━━━ Material
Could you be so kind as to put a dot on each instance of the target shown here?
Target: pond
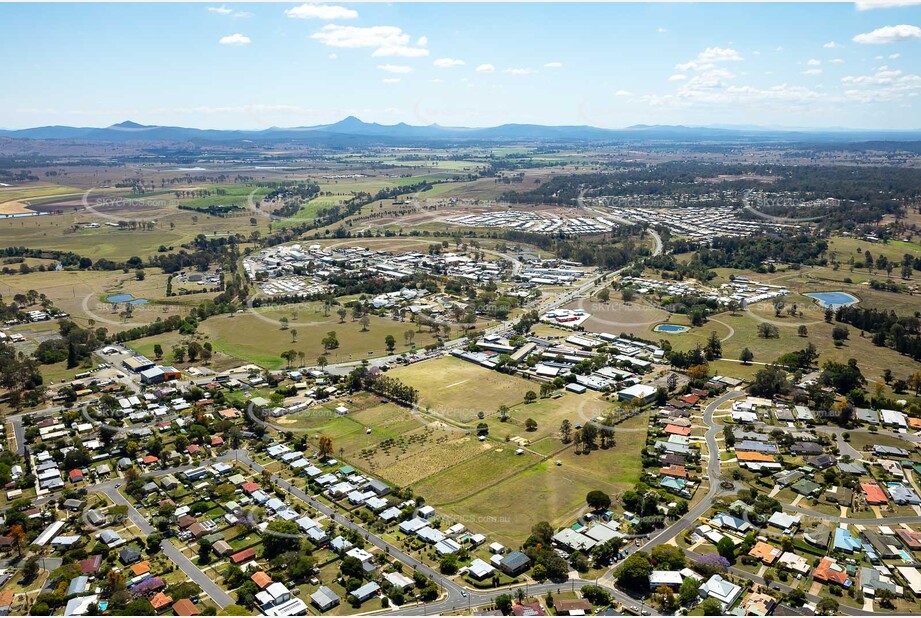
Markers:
(126, 298)
(671, 328)
(833, 300)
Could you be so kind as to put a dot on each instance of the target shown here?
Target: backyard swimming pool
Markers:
(833, 300)
(671, 328)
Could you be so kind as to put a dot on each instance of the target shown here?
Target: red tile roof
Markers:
(874, 493)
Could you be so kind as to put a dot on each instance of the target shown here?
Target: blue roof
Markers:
(669, 482)
(845, 541)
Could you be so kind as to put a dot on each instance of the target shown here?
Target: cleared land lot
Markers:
(504, 493)
(260, 339)
(549, 492)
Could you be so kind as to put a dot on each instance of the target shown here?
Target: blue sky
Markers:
(252, 66)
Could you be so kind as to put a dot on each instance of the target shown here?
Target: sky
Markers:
(257, 65)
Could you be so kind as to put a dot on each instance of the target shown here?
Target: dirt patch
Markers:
(14, 208)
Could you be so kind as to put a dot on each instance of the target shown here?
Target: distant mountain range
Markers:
(355, 131)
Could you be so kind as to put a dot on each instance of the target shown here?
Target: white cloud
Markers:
(866, 5)
(223, 10)
(401, 52)
(385, 40)
(884, 85)
(395, 68)
(321, 11)
(235, 39)
(448, 63)
(889, 34)
(708, 59)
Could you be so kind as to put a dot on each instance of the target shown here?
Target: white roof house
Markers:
(722, 590)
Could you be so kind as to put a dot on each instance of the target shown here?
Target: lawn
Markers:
(446, 385)
(549, 492)
(258, 337)
(485, 470)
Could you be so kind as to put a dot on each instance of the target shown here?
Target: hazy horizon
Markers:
(254, 66)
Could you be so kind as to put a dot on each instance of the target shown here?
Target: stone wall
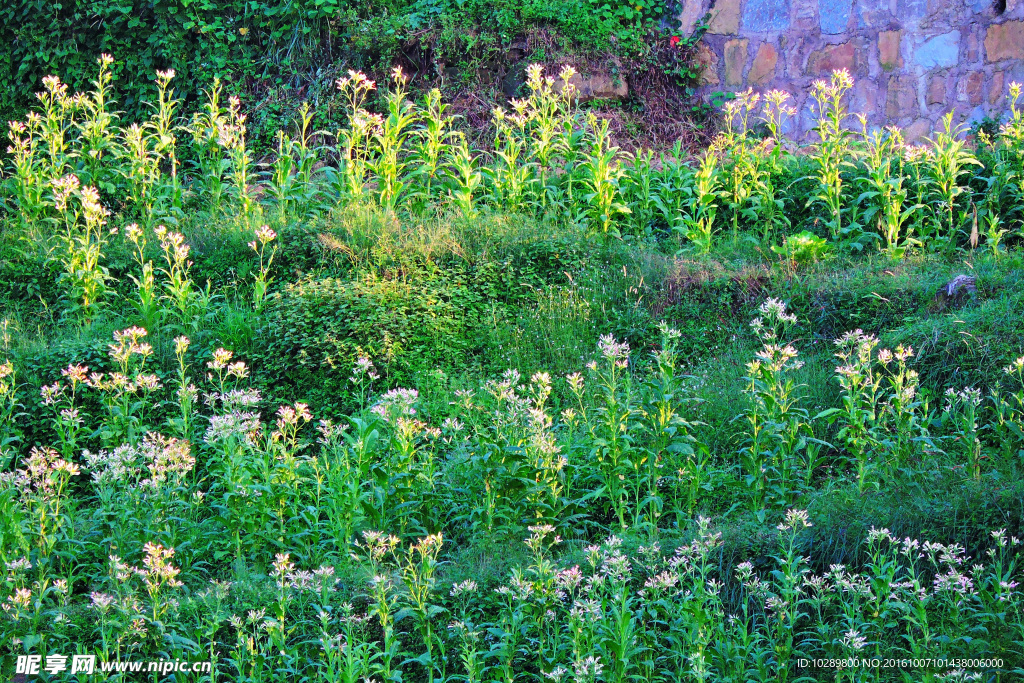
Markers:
(912, 60)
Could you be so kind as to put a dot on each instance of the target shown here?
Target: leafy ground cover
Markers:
(399, 408)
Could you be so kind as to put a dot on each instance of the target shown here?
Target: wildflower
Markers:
(556, 674)
(100, 601)
(364, 368)
(796, 520)
(611, 349)
(467, 587)
(588, 669)
(282, 567)
(877, 535)
(159, 570)
(396, 402)
(220, 358)
(854, 640)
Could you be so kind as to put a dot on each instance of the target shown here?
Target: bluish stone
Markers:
(766, 15)
(870, 12)
(938, 51)
(912, 8)
(835, 15)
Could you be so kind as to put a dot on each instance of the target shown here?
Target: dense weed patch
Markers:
(298, 418)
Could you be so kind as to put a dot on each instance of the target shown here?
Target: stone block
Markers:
(995, 88)
(973, 48)
(918, 130)
(735, 59)
(724, 18)
(937, 90)
(833, 57)
(709, 65)
(766, 15)
(901, 98)
(1005, 41)
(938, 51)
(889, 53)
(871, 13)
(600, 86)
(692, 11)
(969, 88)
(763, 67)
(834, 15)
(865, 97)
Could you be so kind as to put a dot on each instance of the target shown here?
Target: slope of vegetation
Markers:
(401, 409)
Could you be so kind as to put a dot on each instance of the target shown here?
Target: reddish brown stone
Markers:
(725, 18)
(833, 57)
(901, 99)
(889, 54)
(735, 59)
(763, 68)
(973, 47)
(1005, 41)
(916, 130)
(969, 88)
(709, 62)
(995, 88)
(937, 90)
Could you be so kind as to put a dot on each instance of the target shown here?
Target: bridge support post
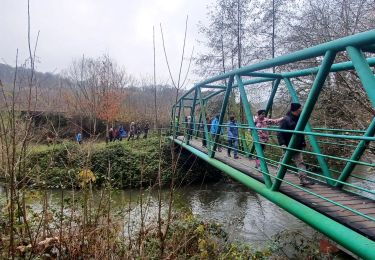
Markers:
(314, 144)
(206, 134)
(254, 132)
(359, 150)
(269, 103)
(190, 130)
(222, 113)
(364, 72)
(306, 112)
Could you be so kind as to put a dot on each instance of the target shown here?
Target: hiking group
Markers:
(288, 122)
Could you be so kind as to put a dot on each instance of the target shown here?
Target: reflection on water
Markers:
(244, 215)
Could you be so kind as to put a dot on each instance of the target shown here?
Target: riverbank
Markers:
(122, 164)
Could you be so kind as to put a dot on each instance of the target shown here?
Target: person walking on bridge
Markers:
(204, 136)
(261, 121)
(214, 131)
(131, 131)
(233, 137)
(289, 122)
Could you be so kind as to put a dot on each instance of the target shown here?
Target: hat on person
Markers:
(295, 106)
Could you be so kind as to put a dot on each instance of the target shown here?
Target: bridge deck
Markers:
(346, 217)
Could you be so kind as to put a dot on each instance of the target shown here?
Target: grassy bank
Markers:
(124, 164)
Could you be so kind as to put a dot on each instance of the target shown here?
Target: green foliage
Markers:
(119, 164)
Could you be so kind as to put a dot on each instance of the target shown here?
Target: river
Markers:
(243, 214)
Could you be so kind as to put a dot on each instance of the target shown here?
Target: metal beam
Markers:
(305, 115)
(349, 239)
(357, 40)
(222, 113)
(364, 72)
(314, 143)
(263, 75)
(254, 133)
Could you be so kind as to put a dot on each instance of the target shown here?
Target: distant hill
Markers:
(43, 80)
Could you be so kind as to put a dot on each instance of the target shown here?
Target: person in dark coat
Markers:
(289, 122)
(110, 134)
(232, 137)
(204, 137)
(137, 131)
(147, 127)
(131, 131)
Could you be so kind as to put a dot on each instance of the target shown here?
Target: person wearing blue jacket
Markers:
(79, 138)
(233, 137)
(214, 131)
(122, 133)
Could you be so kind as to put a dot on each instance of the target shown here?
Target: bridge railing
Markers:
(326, 167)
(274, 154)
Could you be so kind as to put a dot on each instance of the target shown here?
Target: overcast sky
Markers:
(120, 28)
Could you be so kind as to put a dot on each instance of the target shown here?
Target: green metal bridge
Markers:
(341, 203)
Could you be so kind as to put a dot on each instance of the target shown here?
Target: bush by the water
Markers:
(120, 164)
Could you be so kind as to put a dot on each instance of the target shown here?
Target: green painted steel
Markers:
(254, 133)
(364, 72)
(222, 113)
(349, 167)
(313, 141)
(357, 141)
(306, 112)
(272, 96)
(359, 39)
(346, 237)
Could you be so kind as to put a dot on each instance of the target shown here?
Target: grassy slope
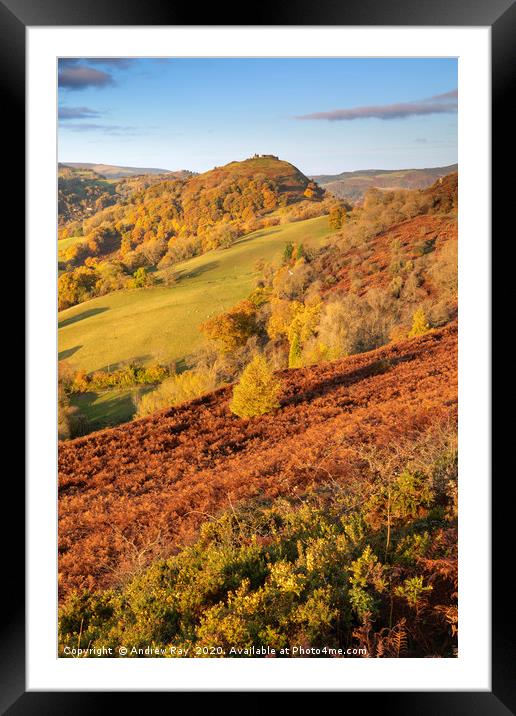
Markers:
(162, 323)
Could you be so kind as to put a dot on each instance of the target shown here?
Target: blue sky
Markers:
(324, 115)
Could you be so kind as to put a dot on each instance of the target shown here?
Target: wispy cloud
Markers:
(438, 104)
(65, 113)
(77, 77)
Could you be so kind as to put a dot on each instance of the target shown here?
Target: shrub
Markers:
(233, 328)
(257, 391)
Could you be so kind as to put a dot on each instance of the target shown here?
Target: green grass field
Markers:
(163, 323)
(64, 244)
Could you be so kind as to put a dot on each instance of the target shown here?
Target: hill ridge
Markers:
(174, 468)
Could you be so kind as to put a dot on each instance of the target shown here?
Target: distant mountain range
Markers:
(111, 171)
(353, 185)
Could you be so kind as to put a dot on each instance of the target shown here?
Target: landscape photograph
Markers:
(257, 404)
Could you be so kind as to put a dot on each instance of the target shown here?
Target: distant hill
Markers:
(353, 185)
(82, 191)
(111, 171)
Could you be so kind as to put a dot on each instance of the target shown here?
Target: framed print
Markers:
(258, 354)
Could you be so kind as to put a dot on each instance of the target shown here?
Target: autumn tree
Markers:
(419, 324)
(295, 352)
(257, 392)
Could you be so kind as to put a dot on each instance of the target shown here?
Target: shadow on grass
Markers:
(182, 274)
(81, 316)
(101, 411)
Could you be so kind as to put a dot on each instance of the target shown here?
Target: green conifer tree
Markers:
(419, 324)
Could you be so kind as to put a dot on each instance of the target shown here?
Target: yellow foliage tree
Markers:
(257, 392)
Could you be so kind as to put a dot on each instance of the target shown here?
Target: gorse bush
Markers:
(287, 573)
(176, 390)
(131, 375)
(257, 391)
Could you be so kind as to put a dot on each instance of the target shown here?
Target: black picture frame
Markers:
(500, 16)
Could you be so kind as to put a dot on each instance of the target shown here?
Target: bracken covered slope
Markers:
(134, 492)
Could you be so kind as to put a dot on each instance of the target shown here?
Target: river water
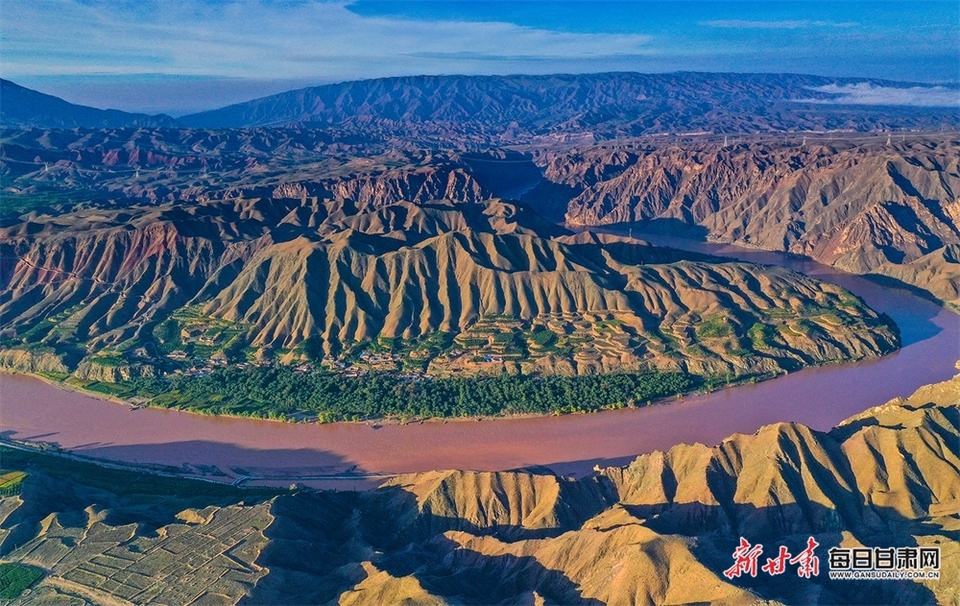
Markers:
(819, 397)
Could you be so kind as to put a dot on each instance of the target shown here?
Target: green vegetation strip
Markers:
(279, 392)
(14, 578)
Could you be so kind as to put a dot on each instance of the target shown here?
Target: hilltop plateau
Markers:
(660, 530)
(326, 230)
(888, 208)
(442, 289)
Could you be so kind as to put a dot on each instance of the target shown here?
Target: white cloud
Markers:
(253, 39)
(793, 24)
(865, 93)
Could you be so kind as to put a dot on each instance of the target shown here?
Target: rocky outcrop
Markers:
(855, 207)
(92, 370)
(661, 530)
(25, 360)
(282, 271)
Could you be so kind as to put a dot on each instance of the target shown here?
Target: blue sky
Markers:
(178, 56)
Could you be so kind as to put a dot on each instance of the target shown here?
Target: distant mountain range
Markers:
(22, 107)
(486, 110)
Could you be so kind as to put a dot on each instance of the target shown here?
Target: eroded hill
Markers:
(442, 287)
(661, 530)
(862, 208)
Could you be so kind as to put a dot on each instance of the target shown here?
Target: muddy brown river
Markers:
(281, 453)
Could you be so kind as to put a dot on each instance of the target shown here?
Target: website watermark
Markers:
(853, 563)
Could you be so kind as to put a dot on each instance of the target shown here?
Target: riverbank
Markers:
(570, 445)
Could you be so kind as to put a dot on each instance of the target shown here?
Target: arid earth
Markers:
(660, 530)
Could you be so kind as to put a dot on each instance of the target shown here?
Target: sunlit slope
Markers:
(857, 207)
(280, 272)
(661, 530)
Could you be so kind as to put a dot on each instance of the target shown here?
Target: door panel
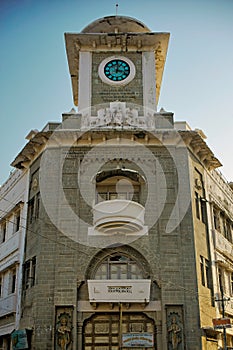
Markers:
(101, 331)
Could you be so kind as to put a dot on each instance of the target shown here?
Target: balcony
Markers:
(8, 305)
(118, 216)
(11, 245)
(126, 291)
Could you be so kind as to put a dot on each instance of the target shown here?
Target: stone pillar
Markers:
(159, 335)
(79, 335)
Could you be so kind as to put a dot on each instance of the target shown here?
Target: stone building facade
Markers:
(120, 248)
(13, 212)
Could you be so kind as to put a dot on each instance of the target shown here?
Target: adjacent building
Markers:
(129, 225)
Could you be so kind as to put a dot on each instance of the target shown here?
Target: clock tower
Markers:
(116, 58)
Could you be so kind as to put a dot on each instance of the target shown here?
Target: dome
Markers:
(113, 24)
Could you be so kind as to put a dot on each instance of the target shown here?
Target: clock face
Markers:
(116, 70)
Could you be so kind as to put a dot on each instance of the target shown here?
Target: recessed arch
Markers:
(125, 254)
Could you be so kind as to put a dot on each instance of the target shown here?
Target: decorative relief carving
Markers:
(159, 57)
(118, 115)
(63, 336)
(175, 328)
(102, 328)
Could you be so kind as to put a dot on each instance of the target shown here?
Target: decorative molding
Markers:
(118, 115)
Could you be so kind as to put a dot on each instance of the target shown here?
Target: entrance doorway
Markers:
(101, 331)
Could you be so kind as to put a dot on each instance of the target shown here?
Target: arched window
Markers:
(120, 267)
(118, 184)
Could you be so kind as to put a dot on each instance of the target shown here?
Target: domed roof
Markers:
(113, 24)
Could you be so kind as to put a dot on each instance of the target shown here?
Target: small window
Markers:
(29, 273)
(221, 280)
(12, 281)
(31, 207)
(1, 286)
(205, 272)
(231, 283)
(3, 232)
(216, 219)
(37, 206)
(17, 221)
(197, 205)
(203, 211)
(118, 267)
(202, 270)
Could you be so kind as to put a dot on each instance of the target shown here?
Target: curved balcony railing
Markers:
(118, 216)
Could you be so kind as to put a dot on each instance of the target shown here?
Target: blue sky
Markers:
(34, 80)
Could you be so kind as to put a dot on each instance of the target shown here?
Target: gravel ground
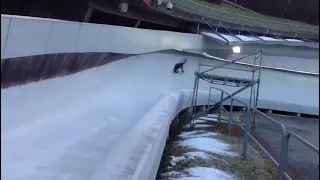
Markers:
(185, 151)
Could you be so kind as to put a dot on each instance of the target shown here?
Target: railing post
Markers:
(230, 114)
(283, 156)
(245, 137)
(209, 99)
(221, 105)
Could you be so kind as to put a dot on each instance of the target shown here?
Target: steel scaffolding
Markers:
(241, 83)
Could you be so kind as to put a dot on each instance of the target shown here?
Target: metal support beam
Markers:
(137, 23)
(88, 13)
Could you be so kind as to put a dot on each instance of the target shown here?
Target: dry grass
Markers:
(255, 167)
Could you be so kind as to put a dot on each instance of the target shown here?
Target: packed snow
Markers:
(209, 145)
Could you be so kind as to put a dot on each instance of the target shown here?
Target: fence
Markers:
(278, 24)
(281, 164)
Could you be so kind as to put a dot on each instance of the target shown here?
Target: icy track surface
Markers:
(109, 122)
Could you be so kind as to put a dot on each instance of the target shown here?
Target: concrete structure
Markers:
(112, 121)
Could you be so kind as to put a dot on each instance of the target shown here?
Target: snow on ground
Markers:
(188, 156)
(205, 173)
(195, 134)
(208, 144)
(200, 145)
(203, 125)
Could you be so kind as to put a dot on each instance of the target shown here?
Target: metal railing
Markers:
(285, 134)
(281, 25)
(281, 164)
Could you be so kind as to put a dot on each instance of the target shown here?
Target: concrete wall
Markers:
(23, 36)
(116, 117)
(28, 36)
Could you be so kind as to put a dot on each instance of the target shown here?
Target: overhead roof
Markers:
(233, 39)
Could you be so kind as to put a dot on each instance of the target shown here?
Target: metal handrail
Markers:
(284, 143)
(285, 134)
(249, 17)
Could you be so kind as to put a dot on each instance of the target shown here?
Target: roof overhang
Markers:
(232, 39)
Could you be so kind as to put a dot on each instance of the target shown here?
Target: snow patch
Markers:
(205, 173)
(203, 125)
(197, 134)
(209, 145)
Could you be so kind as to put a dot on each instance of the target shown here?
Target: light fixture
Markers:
(236, 49)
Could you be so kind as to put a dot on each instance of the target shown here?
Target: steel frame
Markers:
(281, 164)
(249, 83)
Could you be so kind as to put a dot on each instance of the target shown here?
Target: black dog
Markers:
(179, 66)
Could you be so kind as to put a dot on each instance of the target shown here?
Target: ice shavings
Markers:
(209, 145)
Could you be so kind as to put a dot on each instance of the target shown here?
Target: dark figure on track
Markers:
(178, 68)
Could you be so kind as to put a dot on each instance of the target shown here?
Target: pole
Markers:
(230, 114)
(259, 76)
(283, 157)
(221, 105)
(246, 132)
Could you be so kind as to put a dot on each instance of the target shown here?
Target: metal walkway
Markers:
(251, 110)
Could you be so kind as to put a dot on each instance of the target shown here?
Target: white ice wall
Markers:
(26, 36)
(113, 121)
(35, 36)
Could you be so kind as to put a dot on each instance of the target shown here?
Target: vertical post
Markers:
(191, 110)
(198, 27)
(196, 96)
(88, 13)
(230, 114)
(283, 156)
(137, 23)
(209, 99)
(259, 76)
(246, 132)
(253, 94)
(221, 104)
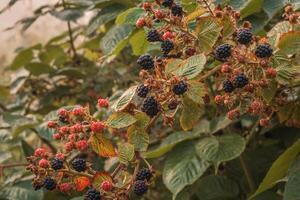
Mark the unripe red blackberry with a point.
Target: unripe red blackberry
(146, 62)
(222, 52)
(143, 174)
(79, 164)
(140, 188)
(263, 51)
(244, 36)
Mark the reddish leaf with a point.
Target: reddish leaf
(81, 183)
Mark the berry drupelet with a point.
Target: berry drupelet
(57, 164)
(263, 51)
(144, 174)
(176, 10)
(223, 52)
(140, 188)
(79, 164)
(92, 194)
(150, 106)
(50, 183)
(228, 86)
(146, 62)
(167, 46)
(241, 81)
(153, 36)
(244, 36)
(180, 88)
(142, 90)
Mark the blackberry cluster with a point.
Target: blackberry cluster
(223, 52)
(176, 10)
(92, 194)
(57, 164)
(263, 51)
(50, 183)
(143, 174)
(241, 81)
(142, 90)
(167, 3)
(153, 36)
(79, 164)
(140, 188)
(244, 36)
(150, 106)
(167, 46)
(180, 88)
(228, 86)
(146, 62)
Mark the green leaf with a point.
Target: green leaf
(116, 39)
(126, 152)
(220, 149)
(279, 168)
(191, 67)
(169, 142)
(216, 187)
(37, 69)
(190, 114)
(208, 31)
(125, 99)
(182, 168)
(120, 120)
(138, 42)
(107, 14)
(289, 43)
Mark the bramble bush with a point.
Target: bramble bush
(160, 99)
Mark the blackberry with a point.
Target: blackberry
(167, 46)
(150, 106)
(50, 183)
(146, 62)
(143, 174)
(92, 194)
(57, 164)
(222, 52)
(263, 51)
(176, 10)
(140, 188)
(228, 86)
(180, 88)
(244, 36)
(153, 36)
(79, 164)
(241, 81)
(167, 3)
(142, 90)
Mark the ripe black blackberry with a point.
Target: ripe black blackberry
(153, 36)
(180, 88)
(144, 174)
(167, 3)
(50, 183)
(150, 106)
(244, 36)
(241, 81)
(142, 90)
(92, 194)
(222, 52)
(228, 86)
(57, 164)
(263, 51)
(146, 62)
(167, 46)
(176, 10)
(79, 164)
(140, 188)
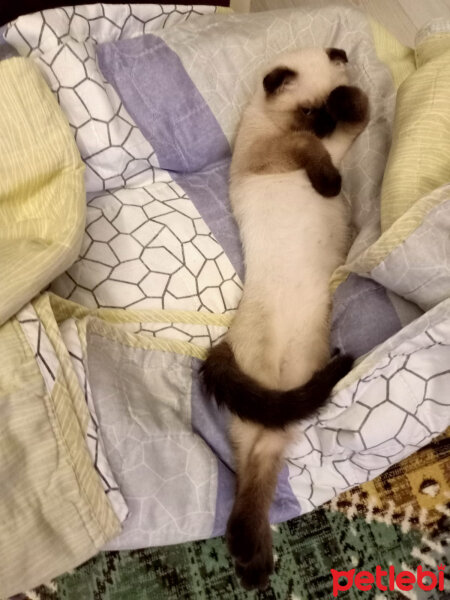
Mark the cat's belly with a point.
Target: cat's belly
(284, 224)
(293, 240)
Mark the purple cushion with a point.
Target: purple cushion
(164, 102)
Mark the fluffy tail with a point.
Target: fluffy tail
(274, 409)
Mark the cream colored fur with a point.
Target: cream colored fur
(293, 239)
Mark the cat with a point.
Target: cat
(273, 367)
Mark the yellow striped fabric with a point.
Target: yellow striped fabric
(42, 198)
(54, 513)
(399, 58)
(419, 158)
(418, 161)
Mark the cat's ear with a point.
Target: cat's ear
(274, 81)
(337, 55)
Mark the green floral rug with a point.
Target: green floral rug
(399, 520)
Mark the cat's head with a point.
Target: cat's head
(296, 86)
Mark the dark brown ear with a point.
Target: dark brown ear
(336, 54)
(273, 81)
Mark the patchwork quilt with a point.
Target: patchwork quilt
(111, 351)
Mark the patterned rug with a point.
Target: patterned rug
(401, 519)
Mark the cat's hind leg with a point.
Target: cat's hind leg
(259, 454)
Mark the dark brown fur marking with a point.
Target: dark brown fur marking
(297, 150)
(248, 535)
(274, 409)
(337, 54)
(348, 104)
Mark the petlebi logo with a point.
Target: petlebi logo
(388, 579)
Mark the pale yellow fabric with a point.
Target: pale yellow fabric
(399, 58)
(419, 159)
(42, 199)
(54, 513)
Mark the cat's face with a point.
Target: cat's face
━━━━━━
* Problem statement:
Output the line that contains "Mark the ripe black blackberry with a point." and every subsequent line through the end of the entries, exactly as given, without pictures.

* Answer to the problem:
Mark the ripe black blackberry with a point.
Target: ripe black blackberry
(153, 36)
(180, 88)
(144, 174)
(167, 3)
(50, 183)
(150, 106)
(244, 36)
(241, 81)
(142, 90)
(92, 194)
(222, 52)
(228, 86)
(57, 164)
(263, 51)
(146, 62)
(167, 46)
(176, 10)
(79, 164)
(140, 188)
Mark the cat's belly with a point.
Target: cat's belly
(284, 224)
(293, 240)
Mark the purple cushion with a point.
Target: purple cushion
(164, 102)
Mark the fluffy tail with a point.
Target: fluffy tail
(274, 409)
Mark the cream colored fur with a point.
Target: cream colored fur
(293, 239)
Mark the cat with a point.
Target: cat
(273, 367)
Mark the yellow striped fabric with a point.
Target: yellow striped fabric
(42, 198)
(54, 513)
(399, 58)
(419, 158)
(418, 161)
Mark the cat's ear with a point.
Target: cat's ear
(274, 81)
(337, 55)
Mark the green floral rug with a point.
Target: green floral rug
(399, 520)
Mark the cat's head with a point.
Target: cat's head
(296, 86)
Mark the dark brown ear with a point.
Target: dark brown ear
(336, 54)
(273, 81)
Mark the patchwork quilt with a point.
Target: patchwork quilt
(111, 351)
Mark the patterned rug with a point.
Target: patterned rug
(401, 519)
Mark the cat's hind leg with a point.
Target: cat's hind leg
(259, 454)
Mark the dark brown fur marking with a point.
Target: dark brown fur marking
(297, 150)
(248, 535)
(274, 409)
(337, 54)
(348, 104)
Mark the petlebi logo with a point.
Target: petlebi logo
(388, 579)
Mark the pale yellow fabric with a point.
Target: pale yellow fabric
(399, 58)
(419, 159)
(42, 199)
(54, 513)
Mark the cat's face with a point.
Target: cat's face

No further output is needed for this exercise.